**GIVEN TEXT**.
====

Markov Chain Monte Carlo for HDP-HSMM with a Negative Binomial outcome distribution


Description

This function generates a sample from the posterior distribution of a Hidden Semi-Markov Model with a Heirarchical Dirichlet Process and a Negative Binomial outcome distribution (Johnson and Willsky, 2013). The user supplies data and priors, and a sample from the posterior distribution is returned as an mcmc object, which can be subsequently analyzed with functions provided in the coda package.

Usage

HDPHSMMnegbin(
  formula,
  data = parent.frame(),
  K = 10,
  b0 = 0,
  B0 = 1,
  a.alpha = 1,
  b.alpha = 0.1,
  a.gamma = 1,
  b.gamma = 0.1,
  a.omega,
  b.omega,
  e = 2,
  f = 2,
  g = 10,
  r = 1,
  burnin = 1000,
  mcmc = 1000,
  thin = 1,
  verbose = 0,
  seed = NA,
  beta.start = NA,
  P.start = NA,
  rho.start = NA,
  rho.step,
  nu.start = NA,
  omega.start = NA,
  gamma.start = 0.5,
  alpha.start = 100,
  ...
)

Arguments

formula

Model formula.

data

Data frame.

K

The number of regimes under consideration. This should be larger than the hypothesized number of regimes in the data. Note that the sampler will likely visit fewer than K regimes.

b0

The prior mean of β. This can either be a scalar or a column vector with dimension equal to the number of betas. If this takes a scalar value, then that value will serve as the prior mean for all of the betas.

====

**TASK LIST**.
• A. In the HDPHSMMnegbin documentation, copy everything from "Model formula." down to "of the betas.", renaming "regimes" to "states" at every occurrence.
• B. According to the HDPHSMMnegbin documentation, in what form is the posterior sample returned?
• C. Carry on the HDPHSMMnegbin documentation from the point where it stops.

====

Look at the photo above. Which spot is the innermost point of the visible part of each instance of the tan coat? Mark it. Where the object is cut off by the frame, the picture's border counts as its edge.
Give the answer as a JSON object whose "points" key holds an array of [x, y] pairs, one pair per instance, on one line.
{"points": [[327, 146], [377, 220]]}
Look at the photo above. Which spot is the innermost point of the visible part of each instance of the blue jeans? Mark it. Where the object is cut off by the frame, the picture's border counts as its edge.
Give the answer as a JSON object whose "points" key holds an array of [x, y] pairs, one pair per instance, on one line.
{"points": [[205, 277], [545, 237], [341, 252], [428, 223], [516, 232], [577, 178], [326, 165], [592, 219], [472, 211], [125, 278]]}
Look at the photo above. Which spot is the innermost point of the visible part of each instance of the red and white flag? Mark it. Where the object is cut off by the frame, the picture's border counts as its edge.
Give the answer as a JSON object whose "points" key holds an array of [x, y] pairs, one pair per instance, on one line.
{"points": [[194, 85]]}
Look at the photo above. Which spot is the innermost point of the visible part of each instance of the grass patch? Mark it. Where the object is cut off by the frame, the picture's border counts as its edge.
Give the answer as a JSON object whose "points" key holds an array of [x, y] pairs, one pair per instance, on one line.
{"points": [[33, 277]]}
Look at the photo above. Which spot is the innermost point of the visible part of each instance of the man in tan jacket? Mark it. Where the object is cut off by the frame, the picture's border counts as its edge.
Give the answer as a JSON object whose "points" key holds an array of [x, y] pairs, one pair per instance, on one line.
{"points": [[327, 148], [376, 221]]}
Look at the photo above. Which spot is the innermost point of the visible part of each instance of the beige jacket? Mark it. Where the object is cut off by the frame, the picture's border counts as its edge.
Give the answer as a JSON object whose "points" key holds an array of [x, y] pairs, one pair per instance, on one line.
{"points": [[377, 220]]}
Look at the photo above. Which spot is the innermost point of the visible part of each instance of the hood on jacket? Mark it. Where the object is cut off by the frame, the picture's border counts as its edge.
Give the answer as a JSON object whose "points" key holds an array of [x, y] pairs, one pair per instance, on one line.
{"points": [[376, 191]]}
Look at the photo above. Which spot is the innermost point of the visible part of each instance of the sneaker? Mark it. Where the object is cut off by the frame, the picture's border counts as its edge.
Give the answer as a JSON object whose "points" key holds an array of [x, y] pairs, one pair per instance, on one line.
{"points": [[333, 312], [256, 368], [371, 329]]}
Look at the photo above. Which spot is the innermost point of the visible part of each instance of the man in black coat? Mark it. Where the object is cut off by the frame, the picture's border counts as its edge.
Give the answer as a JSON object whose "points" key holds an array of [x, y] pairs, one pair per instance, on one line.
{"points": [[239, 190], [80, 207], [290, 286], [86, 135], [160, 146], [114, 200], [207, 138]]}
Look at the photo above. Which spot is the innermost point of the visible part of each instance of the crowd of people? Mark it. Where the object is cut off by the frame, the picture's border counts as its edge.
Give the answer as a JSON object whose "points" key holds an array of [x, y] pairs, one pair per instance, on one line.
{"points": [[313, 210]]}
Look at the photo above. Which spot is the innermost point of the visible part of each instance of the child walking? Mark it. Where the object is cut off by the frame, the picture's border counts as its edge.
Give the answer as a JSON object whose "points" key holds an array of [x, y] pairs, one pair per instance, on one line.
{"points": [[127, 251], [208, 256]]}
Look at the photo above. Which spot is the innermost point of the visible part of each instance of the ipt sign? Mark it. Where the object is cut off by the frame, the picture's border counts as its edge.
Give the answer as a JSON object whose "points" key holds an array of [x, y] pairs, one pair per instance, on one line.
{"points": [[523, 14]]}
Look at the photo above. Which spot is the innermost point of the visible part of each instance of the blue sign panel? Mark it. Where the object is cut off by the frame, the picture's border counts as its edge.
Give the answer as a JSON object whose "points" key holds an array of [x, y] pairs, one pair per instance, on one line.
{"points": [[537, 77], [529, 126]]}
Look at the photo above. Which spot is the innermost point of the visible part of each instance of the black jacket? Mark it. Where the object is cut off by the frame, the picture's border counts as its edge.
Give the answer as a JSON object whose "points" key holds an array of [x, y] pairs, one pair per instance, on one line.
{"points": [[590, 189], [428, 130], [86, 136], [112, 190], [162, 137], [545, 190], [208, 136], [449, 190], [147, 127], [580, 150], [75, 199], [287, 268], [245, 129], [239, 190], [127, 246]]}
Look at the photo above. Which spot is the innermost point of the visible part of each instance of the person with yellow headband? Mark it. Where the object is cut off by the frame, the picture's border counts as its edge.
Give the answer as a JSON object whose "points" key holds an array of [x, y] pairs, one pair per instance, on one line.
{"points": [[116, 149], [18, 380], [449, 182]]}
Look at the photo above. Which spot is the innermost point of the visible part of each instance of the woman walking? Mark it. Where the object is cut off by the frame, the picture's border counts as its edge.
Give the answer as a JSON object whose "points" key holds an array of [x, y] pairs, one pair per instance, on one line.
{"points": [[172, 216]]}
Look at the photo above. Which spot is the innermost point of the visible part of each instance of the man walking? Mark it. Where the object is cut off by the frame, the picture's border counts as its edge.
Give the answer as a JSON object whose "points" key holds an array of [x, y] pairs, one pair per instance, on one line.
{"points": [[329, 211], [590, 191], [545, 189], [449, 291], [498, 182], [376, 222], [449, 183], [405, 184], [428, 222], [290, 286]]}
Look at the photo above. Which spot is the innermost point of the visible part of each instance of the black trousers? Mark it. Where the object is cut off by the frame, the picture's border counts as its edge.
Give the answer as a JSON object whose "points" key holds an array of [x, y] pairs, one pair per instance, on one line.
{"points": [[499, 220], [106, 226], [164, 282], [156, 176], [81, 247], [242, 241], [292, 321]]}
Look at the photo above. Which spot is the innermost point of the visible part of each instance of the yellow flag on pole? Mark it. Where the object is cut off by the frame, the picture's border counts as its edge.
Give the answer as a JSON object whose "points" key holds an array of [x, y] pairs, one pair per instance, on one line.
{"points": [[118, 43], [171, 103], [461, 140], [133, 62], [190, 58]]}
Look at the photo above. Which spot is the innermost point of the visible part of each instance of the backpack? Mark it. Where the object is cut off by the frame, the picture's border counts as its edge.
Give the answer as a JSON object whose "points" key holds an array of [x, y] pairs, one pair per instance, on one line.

====

**EXPECTED RESULTS**.
• A.
Model formula.

data

Data frame.

K

The number of states under consideration. This should be larger than the hypothesized number of states in the data. Note that the sampler will likely visit fewer than K states.

b0

The prior mean of β. This can either be a scalar or a column vector with dimension equal to the number of betas. If this takes a scalar value, then that value will serve as the prior mean for all of the betas.

• B. As an mcmc object.

• C.
B0

The prior precision of β. This can either be a scalar or a square matrix with dimensions equal to the number of betas. If this takes a scalar value, then that value times an identity matrix serves as the prior precision of beta. Default value of 0 is equivalent to an improper uniform prior for beta.

a.alpha, b.alpha

Shape and scale parameters for the Gamma distribution on α.

a.gamma, b.gamma

Shape and scale parameters for the Gamma distribution on γ.

a.omega, b.omega

Paramaters for the Beta prior on ω, which determines the regime length distribution, which is Negative Binomial, with parameters r and omega.

e

The hyperprior for the distribution ρ See details.

f

The hyperprior for the distribution ρ. See details.

g

The hyperprior for the distribution ρ. See details.

r

Parameter of the Negative Binomial prior for regime durations. It is the target number of successful trials. Must be strictly positive. Higher values increase the variance of the duration distributions.

burnin

The number of burn-in iterations for the sampler.

mcmc

The number of Metropolis iterations for the sampler.

thin

The thinning interval used in the simulation. The number of mcmc iterations must be divisible by this value.

verbose

A switch which determines whether or not the progress of the sampler is printed to the screen. If verbose is greater than 0 the iteration number, the current beta vector, and the Metropolis acceptance rate are printed to the screen every verboseth iteration.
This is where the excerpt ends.